**JOB:**
Reproduce the records below with every occurrence of "even-odd rule" swapped for "nonzero winding rule", keeping all other text the same.

**WORKING DATA:**

— BEGIN —

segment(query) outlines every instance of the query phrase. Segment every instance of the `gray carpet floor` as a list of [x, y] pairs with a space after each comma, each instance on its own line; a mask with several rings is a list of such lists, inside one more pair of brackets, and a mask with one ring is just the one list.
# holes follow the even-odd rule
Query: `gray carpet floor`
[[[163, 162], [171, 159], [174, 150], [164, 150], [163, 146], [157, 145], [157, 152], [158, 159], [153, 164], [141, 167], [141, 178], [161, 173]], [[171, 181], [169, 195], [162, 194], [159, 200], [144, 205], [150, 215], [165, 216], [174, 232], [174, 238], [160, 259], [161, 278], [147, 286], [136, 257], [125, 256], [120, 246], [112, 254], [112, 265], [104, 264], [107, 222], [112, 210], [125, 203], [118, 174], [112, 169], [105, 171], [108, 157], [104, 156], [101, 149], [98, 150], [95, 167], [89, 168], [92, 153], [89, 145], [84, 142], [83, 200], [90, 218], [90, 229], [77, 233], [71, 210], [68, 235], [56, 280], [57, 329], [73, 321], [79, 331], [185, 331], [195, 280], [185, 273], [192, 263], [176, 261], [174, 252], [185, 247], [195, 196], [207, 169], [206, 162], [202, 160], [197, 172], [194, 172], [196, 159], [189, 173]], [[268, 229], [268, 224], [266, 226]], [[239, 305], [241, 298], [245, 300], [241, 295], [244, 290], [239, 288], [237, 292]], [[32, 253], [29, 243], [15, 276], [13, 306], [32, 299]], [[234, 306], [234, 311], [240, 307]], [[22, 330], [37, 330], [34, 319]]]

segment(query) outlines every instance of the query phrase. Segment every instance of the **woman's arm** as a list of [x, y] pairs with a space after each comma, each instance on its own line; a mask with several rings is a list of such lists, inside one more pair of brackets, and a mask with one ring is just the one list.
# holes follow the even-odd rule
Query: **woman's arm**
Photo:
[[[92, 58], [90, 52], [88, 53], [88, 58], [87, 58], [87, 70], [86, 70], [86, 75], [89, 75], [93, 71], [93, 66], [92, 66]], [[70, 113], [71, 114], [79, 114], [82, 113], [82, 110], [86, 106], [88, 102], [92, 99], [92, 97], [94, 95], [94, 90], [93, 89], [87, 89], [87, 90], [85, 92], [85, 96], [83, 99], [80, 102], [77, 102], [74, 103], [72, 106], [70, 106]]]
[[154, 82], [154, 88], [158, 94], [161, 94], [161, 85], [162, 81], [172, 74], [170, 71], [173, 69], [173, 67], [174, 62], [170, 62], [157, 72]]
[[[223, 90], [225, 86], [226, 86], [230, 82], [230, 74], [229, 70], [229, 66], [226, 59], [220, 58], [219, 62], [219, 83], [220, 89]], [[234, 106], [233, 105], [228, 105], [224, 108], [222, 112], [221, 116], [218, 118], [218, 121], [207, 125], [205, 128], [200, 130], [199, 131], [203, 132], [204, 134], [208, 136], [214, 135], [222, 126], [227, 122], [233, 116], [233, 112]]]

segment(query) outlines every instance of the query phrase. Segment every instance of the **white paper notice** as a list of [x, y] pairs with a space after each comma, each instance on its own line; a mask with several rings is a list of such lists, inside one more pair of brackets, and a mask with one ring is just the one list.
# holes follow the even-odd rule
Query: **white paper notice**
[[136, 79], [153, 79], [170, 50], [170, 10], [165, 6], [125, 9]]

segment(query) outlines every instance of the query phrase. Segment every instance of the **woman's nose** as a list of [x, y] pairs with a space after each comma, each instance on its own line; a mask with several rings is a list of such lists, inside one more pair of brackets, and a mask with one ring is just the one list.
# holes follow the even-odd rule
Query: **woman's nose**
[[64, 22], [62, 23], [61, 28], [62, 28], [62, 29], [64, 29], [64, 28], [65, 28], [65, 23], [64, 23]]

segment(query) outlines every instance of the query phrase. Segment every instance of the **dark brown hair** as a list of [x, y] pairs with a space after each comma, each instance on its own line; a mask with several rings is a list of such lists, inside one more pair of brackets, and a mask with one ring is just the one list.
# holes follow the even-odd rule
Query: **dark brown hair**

— END —

**SOLUTION FOR THIS TASK:**
segment(query) outlines every instance of the query phrase. Segment every instance of the `gray carpet floor` as a list of [x, y] pairs with a space after each comma, each instance on its own line; a mask with several rings is a list of such lists, inside one more pair of brackets, and a mask with one ring is just the one list.
# holes follow the nonzero winding rule
Query: `gray carpet floor`
[[[163, 162], [171, 159], [174, 150], [164, 150], [163, 146], [157, 145], [157, 152], [158, 159], [153, 164], [141, 167], [141, 178], [161, 173]], [[171, 181], [169, 195], [162, 194], [159, 200], [144, 205], [150, 215], [165, 216], [174, 232], [174, 238], [160, 259], [161, 278], [147, 286], [136, 257], [125, 256], [120, 246], [112, 254], [112, 265], [104, 264], [107, 222], [112, 210], [125, 203], [118, 174], [112, 169], [105, 171], [108, 157], [104, 156], [101, 149], [98, 150], [95, 167], [89, 168], [92, 153], [89, 145], [84, 142], [83, 200], [90, 218], [90, 229], [77, 233], [71, 210], [68, 235], [56, 280], [57, 329], [73, 321], [79, 331], [185, 331], [195, 280], [185, 273], [192, 263], [176, 261], [174, 252], [185, 247], [195, 196], [207, 169], [206, 162], [202, 160], [197, 172], [194, 172], [196, 159], [189, 173]], [[268, 229], [268, 224], [266, 226]], [[239, 305], [241, 298], [245, 300], [241, 295], [244, 290], [239, 288], [237, 292]], [[32, 253], [29, 243], [15, 276], [13, 306], [32, 299]], [[234, 306], [234, 311], [240, 307]], [[22, 330], [37, 330], [34, 319]]]

segment(query) outlines every instance of the query phrase. Segment every instance of the **woman's arm** as a list of [x, y] pairs with a space after each comma, each instance on its own line; a mask with several rings is a list of such lists, inside one more pair of brackets, and a mask with one ring is just the one list.
# holes follow the nonzero winding rule
Query: **woman's arm**
Photo:
[[[92, 58], [90, 52], [88, 53], [88, 58], [87, 58], [87, 70], [86, 70], [86, 75], [89, 75], [93, 71], [93, 66], [92, 66]], [[70, 113], [71, 114], [79, 114], [82, 113], [82, 110], [86, 106], [88, 102], [92, 99], [92, 97], [94, 95], [94, 90], [93, 89], [87, 89], [87, 90], [85, 92], [85, 96], [83, 99], [80, 102], [77, 102], [74, 103], [72, 106], [70, 106]]]
[[154, 82], [154, 88], [158, 94], [161, 94], [161, 85], [162, 81], [172, 74], [170, 71], [173, 69], [173, 67], [174, 62], [170, 62], [157, 72]]
[[[223, 90], [225, 86], [226, 86], [230, 82], [230, 74], [229, 70], [229, 66], [226, 59], [220, 58], [219, 62], [219, 83], [220, 89]], [[234, 106], [233, 105], [228, 105], [224, 108], [222, 112], [221, 116], [218, 118], [218, 121], [207, 125], [205, 128], [200, 130], [199, 131], [203, 132], [204, 134], [208, 136], [214, 135], [222, 126], [227, 122], [233, 116], [233, 112]]]

segment(query) outlines every instance of the query phrase. Segment every instance of the **white paper notice** as a list of [x, y] pairs with a space after each comma, each instance on its own line; a mask with several rings is a list of such lists, inside one more pair of brackets, and a mask with one ring is just the one list.
# holes follow the nonzero winding rule
Query: **white paper notice**
[[136, 79], [153, 79], [170, 50], [170, 10], [165, 6], [125, 9]]

segment(query) outlines every instance of the query phrase. Segment every instance of the **woman's nose** as a list of [x, y] pairs with a space after each comma, each instance on its own line; a mask with several rings is a list of such lists, inside one more pair of brackets, and a mask with one ring is just the one list.
# holes follow the nonzero winding rule
Query: **woman's nose**
[[64, 22], [62, 23], [61, 28], [62, 28], [62, 29], [64, 29], [64, 28], [65, 28], [65, 23], [64, 23]]

segment(query) outlines every instance of the query phrase. Segment every instance of the **dark brown hair** as a list of [x, y] pairs with a space after each comma, each instance on its own line; a mask with several rings is a list of such lists, inside one more pair of brackets, and a mask with one ring is just the one list.
# holes follow the nonzero winding rule
Query: **dark brown hair**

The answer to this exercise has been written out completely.